• [The request] Rewrite the rows from the line that contains "Please indicate the person" through the end of the rows, inclusive, replacing "photograph" with "image" and keeping everything else unchanged. Leave the pictures out of your answer.
────────────────
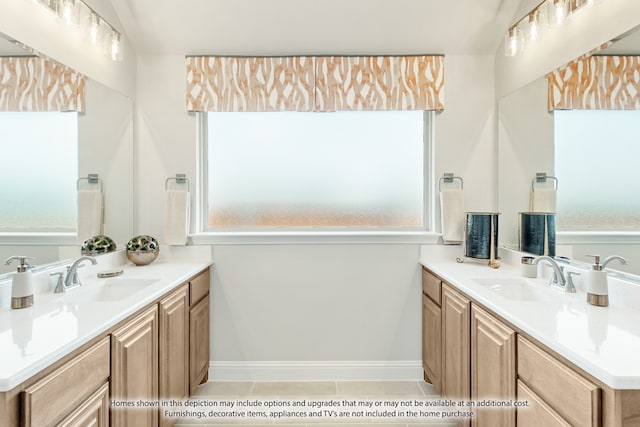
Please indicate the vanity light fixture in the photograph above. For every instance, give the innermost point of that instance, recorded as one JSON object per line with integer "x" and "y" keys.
{"x": 513, "y": 42}
{"x": 95, "y": 29}
{"x": 116, "y": 49}
{"x": 559, "y": 12}
{"x": 547, "y": 14}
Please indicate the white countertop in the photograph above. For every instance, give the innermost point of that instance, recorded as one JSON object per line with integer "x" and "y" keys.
{"x": 33, "y": 338}
{"x": 603, "y": 341}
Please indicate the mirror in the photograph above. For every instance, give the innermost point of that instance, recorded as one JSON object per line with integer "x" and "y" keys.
{"x": 104, "y": 147}
{"x": 526, "y": 147}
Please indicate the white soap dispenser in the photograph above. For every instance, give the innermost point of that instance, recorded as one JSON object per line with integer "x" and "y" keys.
{"x": 596, "y": 284}
{"x": 21, "y": 284}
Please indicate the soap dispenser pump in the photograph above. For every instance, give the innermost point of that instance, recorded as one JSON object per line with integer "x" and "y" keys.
{"x": 596, "y": 284}
{"x": 21, "y": 284}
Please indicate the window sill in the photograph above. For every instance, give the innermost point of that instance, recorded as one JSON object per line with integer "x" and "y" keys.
{"x": 315, "y": 237}
{"x": 37, "y": 238}
{"x": 597, "y": 237}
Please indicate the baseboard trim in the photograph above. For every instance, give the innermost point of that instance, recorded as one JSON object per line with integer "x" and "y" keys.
{"x": 399, "y": 370}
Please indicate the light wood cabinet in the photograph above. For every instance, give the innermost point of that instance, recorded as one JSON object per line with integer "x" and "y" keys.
{"x": 199, "y": 330}
{"x": 431, "y": 329}
{"x": 574, "y": 398}
{"x": 456, "y": 357}
{"x": 93, "y": 412}
{"x": 159, "y": 353}
{"x": 173, "y": 319}
{"x": 134, "y": 369}
{"x": 431, "y": 341}
{"x": 493, "y": 368}
{"x": 538, "y": 413}
{"x": 199, "y": 343}
{"x": 483, "y": 357}
{"x": 67, "y": 390}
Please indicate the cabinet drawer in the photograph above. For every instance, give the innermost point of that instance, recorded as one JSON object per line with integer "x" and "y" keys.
{"x": 569, "y": 394}
{"x": 431, "y": 286}
{"x": 199, "y": 287}
{"x": 57, "y": 394}
{"x": 538, "y": 413}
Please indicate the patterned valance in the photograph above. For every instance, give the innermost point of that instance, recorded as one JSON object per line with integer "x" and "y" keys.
{"x": 249, "y": 84}
{"x": 39, "y": 84}
{"x": 379, "y": 83}
{"x": 329, "y": 83}
{"x": 596, "y": 83}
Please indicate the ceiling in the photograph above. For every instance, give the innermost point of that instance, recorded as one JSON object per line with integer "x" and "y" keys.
{"x": 9, "y": 47}
{"x": 315, "y": 27}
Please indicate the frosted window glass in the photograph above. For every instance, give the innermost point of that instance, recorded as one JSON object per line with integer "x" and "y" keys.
{"x": 342, "y": 169}
{"x": 596, "y": 164}
{"x": 39, "y": 171}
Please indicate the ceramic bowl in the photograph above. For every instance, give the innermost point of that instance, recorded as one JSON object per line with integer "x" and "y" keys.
{"x": 142, "y": 250}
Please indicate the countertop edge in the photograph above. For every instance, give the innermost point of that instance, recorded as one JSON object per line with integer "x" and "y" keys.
{"x": 19, "y": 377}
{"x": 617, "y": 382}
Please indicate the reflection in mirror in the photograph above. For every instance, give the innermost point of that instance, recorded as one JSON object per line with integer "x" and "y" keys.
{"x": 102, "y": 144}
{"x": 532, "y": 140}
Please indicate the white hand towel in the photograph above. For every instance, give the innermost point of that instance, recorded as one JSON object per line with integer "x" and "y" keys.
{"x": 543, "y": 200}
{"x": 452, "y": 215}
{"x": 90, "y": 214}
{"x": 176, "y": 217}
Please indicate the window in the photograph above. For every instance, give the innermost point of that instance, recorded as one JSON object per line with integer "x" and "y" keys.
{"x": 39, "y": 171}
{"x": 596, "y": 165}
{"x": 320, "y": 171}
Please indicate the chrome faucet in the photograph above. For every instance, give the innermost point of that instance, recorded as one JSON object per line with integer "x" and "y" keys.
{"x": 558, "y": 278}
{"x": 618, "y": 258}
{"x": 72, "y": 280}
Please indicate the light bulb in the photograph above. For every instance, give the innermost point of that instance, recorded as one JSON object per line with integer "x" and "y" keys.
{"x": 116, "y": 49}
{"x": 94, "y": 28}
{"x": 67, "y": 11}
{"x": 558, "y": 11}
{"x": 513, "y": 41}
{"x": 534, "y": 25}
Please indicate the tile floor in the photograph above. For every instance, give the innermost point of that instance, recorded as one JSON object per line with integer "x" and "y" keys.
{"x": 328, "y": 390}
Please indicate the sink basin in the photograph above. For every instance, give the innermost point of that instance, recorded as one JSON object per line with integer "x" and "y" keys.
{"x": 516, "y": 289}
{"x": 110, "y": 290}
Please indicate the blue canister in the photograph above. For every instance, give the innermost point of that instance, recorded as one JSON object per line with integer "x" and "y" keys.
{"x": 537, "y": 233}
{"x": 481, "y": 235}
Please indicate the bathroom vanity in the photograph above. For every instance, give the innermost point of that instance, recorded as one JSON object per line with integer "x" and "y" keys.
{"x": 97, "y": 354}
{"x": 492, "y": 334}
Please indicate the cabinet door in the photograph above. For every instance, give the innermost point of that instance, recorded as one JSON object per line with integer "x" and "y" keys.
{"x": 93, "y": 412}
{"x": 134, "y": 369}
{"x": 431, "y": 341}
{"x": 493, "y": 367}
{"x": 198, "y": 343}
{"x": 173, "y": 316}
{"x": 58, "y": 394}
{"x": 455, "y": 344}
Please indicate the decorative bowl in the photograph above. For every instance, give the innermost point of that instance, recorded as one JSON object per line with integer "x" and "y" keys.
{"x": 142, "y": 250}
{"x": 97, "y": 245}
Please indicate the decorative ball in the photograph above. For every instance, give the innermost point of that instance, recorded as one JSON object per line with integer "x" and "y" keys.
{"x": 142, "y": 250}
{"x": 97, "y": 245}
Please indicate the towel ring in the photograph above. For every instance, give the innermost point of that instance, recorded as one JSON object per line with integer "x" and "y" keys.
{"x": 92, "y": 178}
{"x": 179, "y": 179}
{"x": 448, "y": 178}
{"x": 543, "y": 177}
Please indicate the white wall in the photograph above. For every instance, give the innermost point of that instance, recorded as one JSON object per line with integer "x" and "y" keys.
{"x": 311, "y": 311}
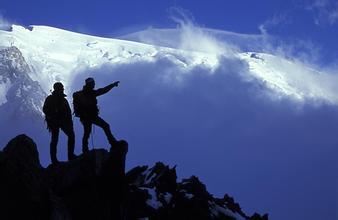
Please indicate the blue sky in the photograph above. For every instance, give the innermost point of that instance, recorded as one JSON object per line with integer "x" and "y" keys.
{"x": 272, "y": 157}
{"x": 312, "y": 21}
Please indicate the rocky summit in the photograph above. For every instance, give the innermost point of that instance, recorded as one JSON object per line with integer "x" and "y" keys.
{"x": 96, "y": 186}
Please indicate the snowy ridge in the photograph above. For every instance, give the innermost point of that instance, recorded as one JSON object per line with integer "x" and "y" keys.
{"x": 59, "y": 55}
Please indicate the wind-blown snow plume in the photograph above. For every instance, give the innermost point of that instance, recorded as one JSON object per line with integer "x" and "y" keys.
{"x": 4, "y": 23}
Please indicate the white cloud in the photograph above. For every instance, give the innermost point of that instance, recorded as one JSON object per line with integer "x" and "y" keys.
{"x": 4, "y": 23}
{"x": 326, "y": 11}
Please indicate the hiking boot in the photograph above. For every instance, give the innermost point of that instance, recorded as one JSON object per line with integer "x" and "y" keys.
{"x": 55, "y": 162}
{"x": 72, "y": 157}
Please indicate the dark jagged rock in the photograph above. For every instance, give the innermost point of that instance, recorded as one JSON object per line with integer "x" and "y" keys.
{"x": 22, "y": 187}
{"x": 95, "y": 186}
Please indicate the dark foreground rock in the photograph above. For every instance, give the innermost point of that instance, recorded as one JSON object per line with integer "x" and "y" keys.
{"x": 95, "y": 186}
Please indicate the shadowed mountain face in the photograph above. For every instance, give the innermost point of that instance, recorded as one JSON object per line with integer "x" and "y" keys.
{"x": 20, "y": 95}
{"x": 95, "y": 186}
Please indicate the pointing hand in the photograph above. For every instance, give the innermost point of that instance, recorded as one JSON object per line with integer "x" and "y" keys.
{"x": 116, "y": 83}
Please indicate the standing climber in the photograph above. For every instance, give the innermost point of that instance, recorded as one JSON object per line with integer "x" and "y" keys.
{"x": 58, "y": 115}
{"x": 85, "y": 107}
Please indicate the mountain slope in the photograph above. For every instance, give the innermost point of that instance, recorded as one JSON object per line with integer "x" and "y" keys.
{"x": 59, "y": 55}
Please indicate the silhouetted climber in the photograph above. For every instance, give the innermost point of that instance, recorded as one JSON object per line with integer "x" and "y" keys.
{"x": 59, "y": 115}
{"x": 85, "y": 107}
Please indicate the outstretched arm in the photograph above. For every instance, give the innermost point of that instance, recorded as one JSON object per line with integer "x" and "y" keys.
{"x": 106, "y": 89}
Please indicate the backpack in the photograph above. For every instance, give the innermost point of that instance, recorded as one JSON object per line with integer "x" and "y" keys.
{"x": 79, "y": 104}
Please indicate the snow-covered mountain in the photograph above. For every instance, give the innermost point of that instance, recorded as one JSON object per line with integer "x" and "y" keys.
{"x": 42, "y": 55}
{"x": 19, "y": 94}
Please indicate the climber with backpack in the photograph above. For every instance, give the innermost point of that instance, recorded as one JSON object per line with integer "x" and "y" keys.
{"x": 85, "y": 108}
{"x": 58, "y": 115}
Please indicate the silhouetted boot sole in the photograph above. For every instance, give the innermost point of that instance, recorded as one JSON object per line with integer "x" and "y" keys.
{"x": 85, "y": 150}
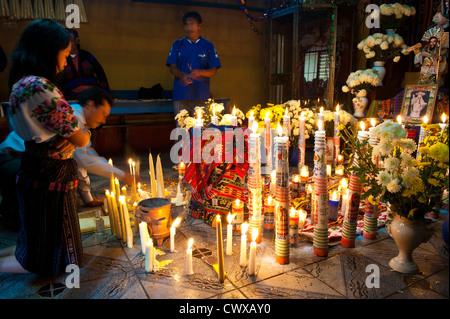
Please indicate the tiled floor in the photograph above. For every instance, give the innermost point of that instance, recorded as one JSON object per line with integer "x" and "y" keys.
{"x": 112, "y": 271}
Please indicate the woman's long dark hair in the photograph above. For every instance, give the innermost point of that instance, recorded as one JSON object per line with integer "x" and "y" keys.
{"x": 37, "y": 51}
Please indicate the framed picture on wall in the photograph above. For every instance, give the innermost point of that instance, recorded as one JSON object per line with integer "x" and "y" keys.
{"x": 418, "y": 101}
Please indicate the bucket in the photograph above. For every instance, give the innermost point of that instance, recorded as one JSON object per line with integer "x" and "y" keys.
{"x": 156, "y": 212}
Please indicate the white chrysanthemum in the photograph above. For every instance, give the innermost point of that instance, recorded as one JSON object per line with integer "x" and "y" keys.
{"x": 391, "y": 163}
{"x": 394, "y": 186}
{"x": 384, "y": 178}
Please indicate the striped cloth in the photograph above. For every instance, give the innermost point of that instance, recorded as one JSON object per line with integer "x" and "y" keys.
{"x": 217, "y": 185}
{"x": 49, "y": 236}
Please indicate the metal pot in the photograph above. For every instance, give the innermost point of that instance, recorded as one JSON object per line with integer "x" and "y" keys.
{"x": 156, "y": 213}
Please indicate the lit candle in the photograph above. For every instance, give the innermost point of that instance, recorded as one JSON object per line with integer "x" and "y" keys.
{"x": 143, "y": 235}
{"x": 333, "y": 206}
{"x": 173, "y": 232}
{"x": 252, "y": 255}
{"x": 269, "y": 218}
{"x": 214, "y": 119}
{"x": 221, "y": 266}
{"x": 268, "y": 141}
{"x": 151, "y": 172}
{"x": 423, "y": 133}
{"x": 198, "y": 121}
{"x": 126, "y": 217}
{"x": 149, "y": 256}
{"x": 251, "y": 119}
{"x": 273, "y": 178}
{"x": 237, "y": 207}
{"x": 286, "y": 124}
{"x": 230, "y": 218}
{"x": 320, "y": 203}
{"x": 159, "y": 179}
{"x": 189, "y": 269}
{"x": 301, "y": 219}
{"x": 301, "y": 141}
{"x": 282, "y": 198}
{"x": 293, "y": 226}
{"x": 337, "y": 139}
{"x": 329, "y": 171}
{"x": 233, "y": 117}
{"x": 243, "y": 257}
{"x": 111, "y": 176}
{"x": 444, "y": 119}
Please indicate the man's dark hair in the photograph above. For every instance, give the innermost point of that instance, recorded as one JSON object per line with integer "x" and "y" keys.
{"x": 192, "y": 14}
{"x": 37, "y": 50}
{"x": 96, "y": 95}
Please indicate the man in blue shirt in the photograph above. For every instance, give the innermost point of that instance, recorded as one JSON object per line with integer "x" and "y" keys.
{"x": 192, "y": 60}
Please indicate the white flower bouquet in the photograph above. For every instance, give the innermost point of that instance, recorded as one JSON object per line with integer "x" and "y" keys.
{"x": 383, "y": 47}
{"x": 360, "y": 82}
{"x": 393, "y": 15}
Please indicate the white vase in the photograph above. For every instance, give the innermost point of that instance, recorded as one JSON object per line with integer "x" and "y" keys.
{"x": 408, "y": 235}
{"x": 360, "y": 105}
{"x": 378, "y": 66}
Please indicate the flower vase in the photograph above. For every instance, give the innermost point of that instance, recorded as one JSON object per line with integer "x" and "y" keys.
{"x": 408, "y": 235}
{"x": 360, "y": 105}
{"x": 378, "y": 66}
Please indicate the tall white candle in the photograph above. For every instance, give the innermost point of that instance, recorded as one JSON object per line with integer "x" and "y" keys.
{"x": 251, "y": 119}
{"x": 159, "y": 179}
{"x": 189, "y": 269}
{"x": 268, "y": 141}
{"x": 252, "y": 255}
{"x": 143, "y": 234}
{"x": 149, "y": 255}
{"x": 286, "y": 123}
{"x": 233, "y": 117}
{"x": 243, "y": 257}
{"x": 173, "y": 232}
{"x": 152, "y": 176}
{"x": 230, "y": 218}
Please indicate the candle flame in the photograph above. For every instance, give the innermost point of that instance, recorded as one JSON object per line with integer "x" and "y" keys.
{"x": 254, "y": 234}
{"x": 293, "y": 212}
{"x": 320, "y": 125}
{"x": 244, "y": 228}
{"x": 255, "y": 127}
{"x": 176, "y": 222}
{"x": 334, "y": 196}
{"x": 230, "y": 218}
{"x": 363, "y": 126}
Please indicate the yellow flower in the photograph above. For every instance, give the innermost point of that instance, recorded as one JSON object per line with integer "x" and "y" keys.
{"x": 433, "y": 182}
{"x": 439, "y": 152}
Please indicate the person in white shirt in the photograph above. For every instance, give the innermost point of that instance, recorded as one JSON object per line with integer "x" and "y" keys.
{"x": 94, "y": 108}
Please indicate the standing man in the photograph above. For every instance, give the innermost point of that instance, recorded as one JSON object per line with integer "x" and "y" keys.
{"x": 82, "y": 71}
{"x": 192, "y": 60}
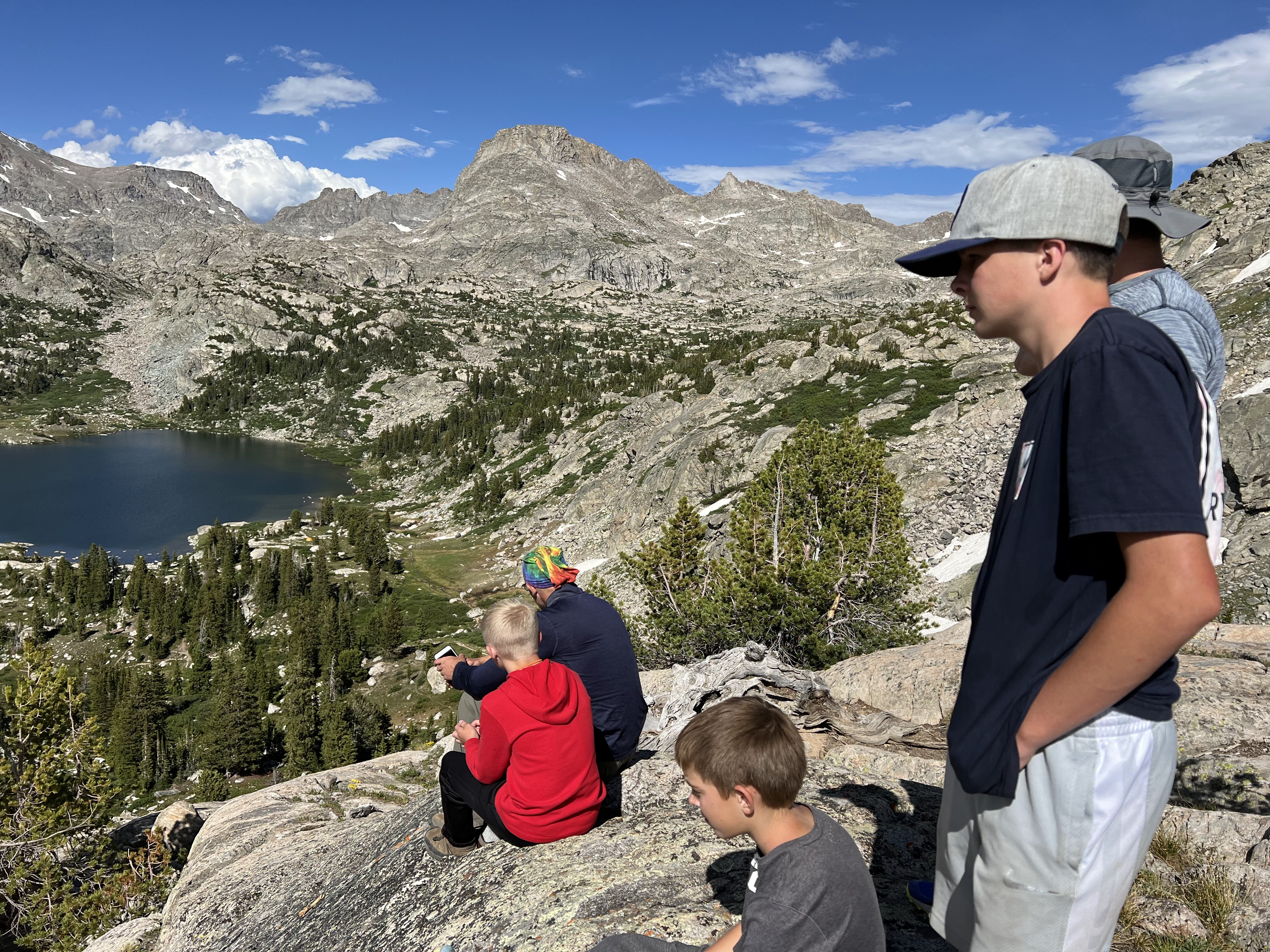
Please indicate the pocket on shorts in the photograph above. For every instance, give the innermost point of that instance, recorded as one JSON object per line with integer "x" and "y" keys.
────────────────
• [Solution to the exercise]
Please indicate the person in white shirt in the image above. For every instance, give the innermost point of that instance, recorded as one JSON object per line with integer "x" and "y" keys.
{"x": 94, "y": 108}
Please indicate the standing man in the image above. For every instance, give the innermost point of that instance, recorded as one JSON object per line with integer "x" and "y" keys.
{"x": 82, "y": 71}
{"x": 192, "y": 60}
Please indicate the pocket on shorts in the image above. For every instance, give the innermost point of that instance, recorded as one JSON object per line with integer "x" and "y" keys.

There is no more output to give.